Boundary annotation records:
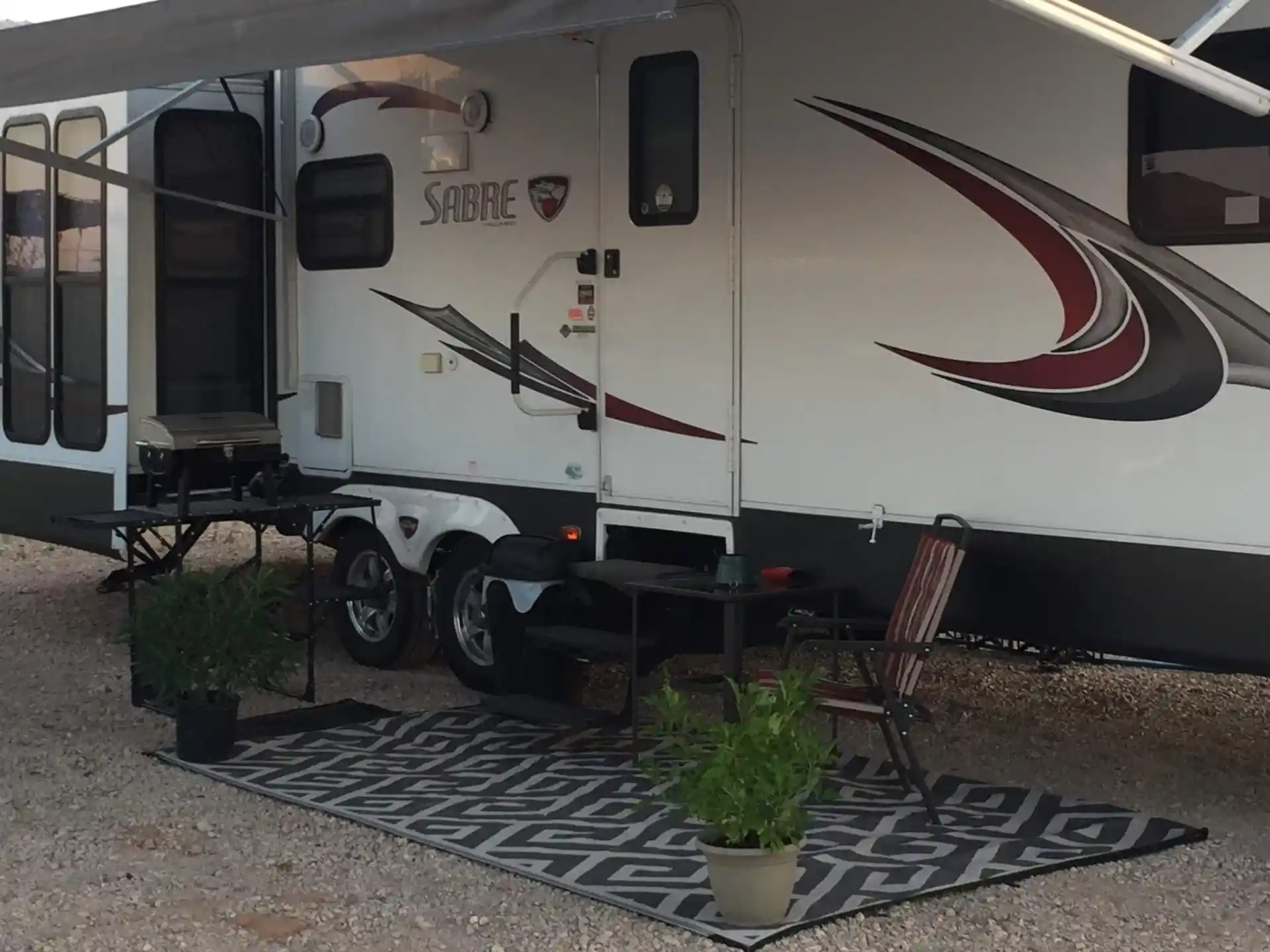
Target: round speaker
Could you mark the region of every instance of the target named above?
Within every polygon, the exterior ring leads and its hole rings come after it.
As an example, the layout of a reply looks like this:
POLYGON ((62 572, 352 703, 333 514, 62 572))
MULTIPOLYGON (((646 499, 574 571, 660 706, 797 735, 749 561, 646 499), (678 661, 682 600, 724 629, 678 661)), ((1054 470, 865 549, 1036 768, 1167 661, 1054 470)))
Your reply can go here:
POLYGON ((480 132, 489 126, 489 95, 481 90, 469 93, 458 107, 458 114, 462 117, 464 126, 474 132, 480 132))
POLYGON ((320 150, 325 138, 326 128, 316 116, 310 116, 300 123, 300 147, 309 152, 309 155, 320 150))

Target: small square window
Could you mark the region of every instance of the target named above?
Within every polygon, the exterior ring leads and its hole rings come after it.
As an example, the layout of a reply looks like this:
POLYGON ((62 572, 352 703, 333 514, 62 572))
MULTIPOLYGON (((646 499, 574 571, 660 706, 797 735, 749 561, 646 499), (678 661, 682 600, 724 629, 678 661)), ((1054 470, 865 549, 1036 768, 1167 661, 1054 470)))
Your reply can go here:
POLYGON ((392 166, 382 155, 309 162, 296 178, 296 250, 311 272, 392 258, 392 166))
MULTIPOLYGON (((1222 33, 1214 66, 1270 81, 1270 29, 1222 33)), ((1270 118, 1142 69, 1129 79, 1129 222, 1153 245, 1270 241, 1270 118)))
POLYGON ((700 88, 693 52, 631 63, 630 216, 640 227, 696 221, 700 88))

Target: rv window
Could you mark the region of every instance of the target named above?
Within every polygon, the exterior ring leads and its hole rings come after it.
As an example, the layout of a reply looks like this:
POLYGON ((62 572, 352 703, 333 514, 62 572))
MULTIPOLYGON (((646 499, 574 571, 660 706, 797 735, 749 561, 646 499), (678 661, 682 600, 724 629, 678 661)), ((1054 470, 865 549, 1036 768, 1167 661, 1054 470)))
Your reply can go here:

- EXERCISE REQUIREMENTS -
Copy out all of the material above word for word, leaving out the pictures.

- EXERCISE RESPONSE -
Target: round speaker
Could you mark the region of every instance of the target named above?
Within every polygon, the exterior ring leads and its hole rings come after it.
As an example, the layout of a reply looks like this:
POLYGON ((62 572, 352 703, 333 514, 62 572))
MULTIPOLYGON (((646 499, 574 571, 660 706, 797 735, 749 561, 646 499), (678 661, 682 600, 724 629, 678 661)), ((1054 470, 865 549, 1036 768, 1167 661, 1054 470)))
Your reply can go here:
POLYGON ((480 132, 489 126, 489 95, 481 90, 469 93, 458 107, 458 114, 462 117, 464 126, 474 132, 480 132))
POLYGON ((320 150, 325 138, 326 128, 316 116, 310 116, 300 123, 300 147, 309 152, 309 155, 320 150))

Target: small square window
Could you mark the region of every instance of the target named above?
Within every polygon, the exterior ring leads and its hole rings come after it.
As an example, the layout of a reply looks like this:
POLYGON ((62 572, 352 703, 333 514, 62 572))
MULTIPOLYGON (((646 499, 574 571, 660 706, 797 735, 749 561, 646 499), (678 661, 682 600, 724 629, 678 661)), ((1054 470, 865 549, 1036 768, 1167 661, 1054 470)))
Your reply can go here:
POLYGON ((392 166, 382 155, 309 162, 296 178, 296 250, 311 272, 392 258, 392 166))
MULTIPOLYGON (((1222 33, 1214 66, 1270 81, 1270 29, 1222 33)), ((1270 118, 1142 69, 1129 79, 1129 222, 1153 245, 1270 241, 1270 118)))
POLYGON ((700 88, 693 52, 631 63, 630 216, 640 227, 696 221, 700 88))

Target: rv window
Could you mark the region of every instance of the target named above?
Within every polygon, the exterior ring leads and its hole rings come after it.
As an example, the layout of a reply looks like this:
POLYGON ((62 572, 352 703, 333 514, 62 572))
MULTIPOLYGON (((646 499, 574 571, 660 706, 797 735, 749 561, 646 499), (678 661, 682 600, 724 629, 678 661)), ((1054 470, 865 549, 1036 768, 1167 661, 1054 470)))
Your reply can go here:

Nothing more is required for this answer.